— BEGIN Records to use —

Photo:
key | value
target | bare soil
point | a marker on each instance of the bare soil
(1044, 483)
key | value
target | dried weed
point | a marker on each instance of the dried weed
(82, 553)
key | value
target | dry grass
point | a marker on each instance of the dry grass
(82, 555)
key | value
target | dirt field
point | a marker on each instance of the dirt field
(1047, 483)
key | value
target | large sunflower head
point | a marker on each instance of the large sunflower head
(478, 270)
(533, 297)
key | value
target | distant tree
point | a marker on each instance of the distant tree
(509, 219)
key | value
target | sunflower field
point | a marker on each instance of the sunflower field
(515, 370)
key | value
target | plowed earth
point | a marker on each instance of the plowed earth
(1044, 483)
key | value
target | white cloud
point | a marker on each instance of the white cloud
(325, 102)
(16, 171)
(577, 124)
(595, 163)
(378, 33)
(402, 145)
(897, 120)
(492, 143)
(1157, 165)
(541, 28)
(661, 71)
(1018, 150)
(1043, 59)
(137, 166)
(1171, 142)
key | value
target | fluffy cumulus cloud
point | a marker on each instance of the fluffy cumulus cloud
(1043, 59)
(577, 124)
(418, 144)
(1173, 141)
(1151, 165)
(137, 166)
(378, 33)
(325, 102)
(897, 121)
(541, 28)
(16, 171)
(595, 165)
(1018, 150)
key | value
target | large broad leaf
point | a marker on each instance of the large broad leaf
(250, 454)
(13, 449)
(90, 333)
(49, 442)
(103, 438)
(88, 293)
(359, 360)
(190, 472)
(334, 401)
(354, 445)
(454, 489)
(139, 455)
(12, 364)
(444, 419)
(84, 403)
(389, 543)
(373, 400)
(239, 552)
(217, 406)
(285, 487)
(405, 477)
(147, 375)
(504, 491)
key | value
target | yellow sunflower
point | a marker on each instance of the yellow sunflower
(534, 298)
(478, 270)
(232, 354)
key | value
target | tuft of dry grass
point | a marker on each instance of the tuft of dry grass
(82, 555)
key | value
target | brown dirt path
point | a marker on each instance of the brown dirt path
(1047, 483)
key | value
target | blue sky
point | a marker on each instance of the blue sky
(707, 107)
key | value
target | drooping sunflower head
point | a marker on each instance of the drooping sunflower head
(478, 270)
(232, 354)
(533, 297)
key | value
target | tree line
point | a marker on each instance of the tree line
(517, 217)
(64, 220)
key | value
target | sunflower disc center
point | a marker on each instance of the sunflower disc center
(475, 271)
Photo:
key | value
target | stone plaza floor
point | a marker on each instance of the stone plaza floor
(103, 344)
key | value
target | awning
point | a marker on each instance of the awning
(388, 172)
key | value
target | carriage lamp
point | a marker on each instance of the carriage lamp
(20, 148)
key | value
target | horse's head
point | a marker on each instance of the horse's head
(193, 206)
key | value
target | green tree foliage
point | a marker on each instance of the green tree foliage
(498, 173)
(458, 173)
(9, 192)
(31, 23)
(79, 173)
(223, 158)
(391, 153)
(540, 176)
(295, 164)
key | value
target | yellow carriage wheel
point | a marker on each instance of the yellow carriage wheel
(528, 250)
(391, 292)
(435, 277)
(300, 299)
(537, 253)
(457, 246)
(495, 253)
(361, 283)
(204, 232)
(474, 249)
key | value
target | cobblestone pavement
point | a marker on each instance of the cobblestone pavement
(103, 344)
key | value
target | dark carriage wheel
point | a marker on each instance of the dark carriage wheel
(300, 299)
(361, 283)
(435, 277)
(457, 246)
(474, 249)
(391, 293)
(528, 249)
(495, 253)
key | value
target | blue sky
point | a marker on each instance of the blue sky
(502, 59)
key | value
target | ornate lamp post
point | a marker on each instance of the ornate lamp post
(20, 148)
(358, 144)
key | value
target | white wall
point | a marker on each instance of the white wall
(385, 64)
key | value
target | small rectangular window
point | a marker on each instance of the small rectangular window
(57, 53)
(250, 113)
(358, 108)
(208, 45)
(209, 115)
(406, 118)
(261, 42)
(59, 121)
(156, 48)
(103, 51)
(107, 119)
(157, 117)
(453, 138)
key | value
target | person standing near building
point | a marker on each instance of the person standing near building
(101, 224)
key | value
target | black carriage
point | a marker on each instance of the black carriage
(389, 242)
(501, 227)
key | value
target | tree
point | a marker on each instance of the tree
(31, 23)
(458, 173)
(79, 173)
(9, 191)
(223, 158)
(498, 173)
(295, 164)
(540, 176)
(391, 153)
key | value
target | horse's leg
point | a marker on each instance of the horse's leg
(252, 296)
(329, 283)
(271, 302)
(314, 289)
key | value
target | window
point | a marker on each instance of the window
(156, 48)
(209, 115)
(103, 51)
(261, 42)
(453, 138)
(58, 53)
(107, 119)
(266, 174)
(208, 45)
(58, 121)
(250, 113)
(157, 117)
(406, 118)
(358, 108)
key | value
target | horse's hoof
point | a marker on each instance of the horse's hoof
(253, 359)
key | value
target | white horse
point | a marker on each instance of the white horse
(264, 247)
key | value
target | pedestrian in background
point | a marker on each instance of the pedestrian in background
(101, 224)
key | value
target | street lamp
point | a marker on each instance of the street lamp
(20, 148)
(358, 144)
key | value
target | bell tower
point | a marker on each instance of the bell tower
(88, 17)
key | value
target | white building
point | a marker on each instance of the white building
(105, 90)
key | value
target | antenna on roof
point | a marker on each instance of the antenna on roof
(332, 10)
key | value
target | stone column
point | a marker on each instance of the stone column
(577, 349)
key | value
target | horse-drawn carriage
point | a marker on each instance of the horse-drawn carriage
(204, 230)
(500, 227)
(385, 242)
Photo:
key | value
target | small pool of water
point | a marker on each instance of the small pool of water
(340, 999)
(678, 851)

— END Records to use —

• What is expected
Find every line in the listing above that contains the word "white" and copy each of those lines.

• Exercise result
target | white cloud
point | a marker on each instance of the white cloud
target | white wall
point | a marker on each instance of the white wall
target | white horse
point | a marker on each instance of the white horse
target | white building
point | a marker on each instance of the white building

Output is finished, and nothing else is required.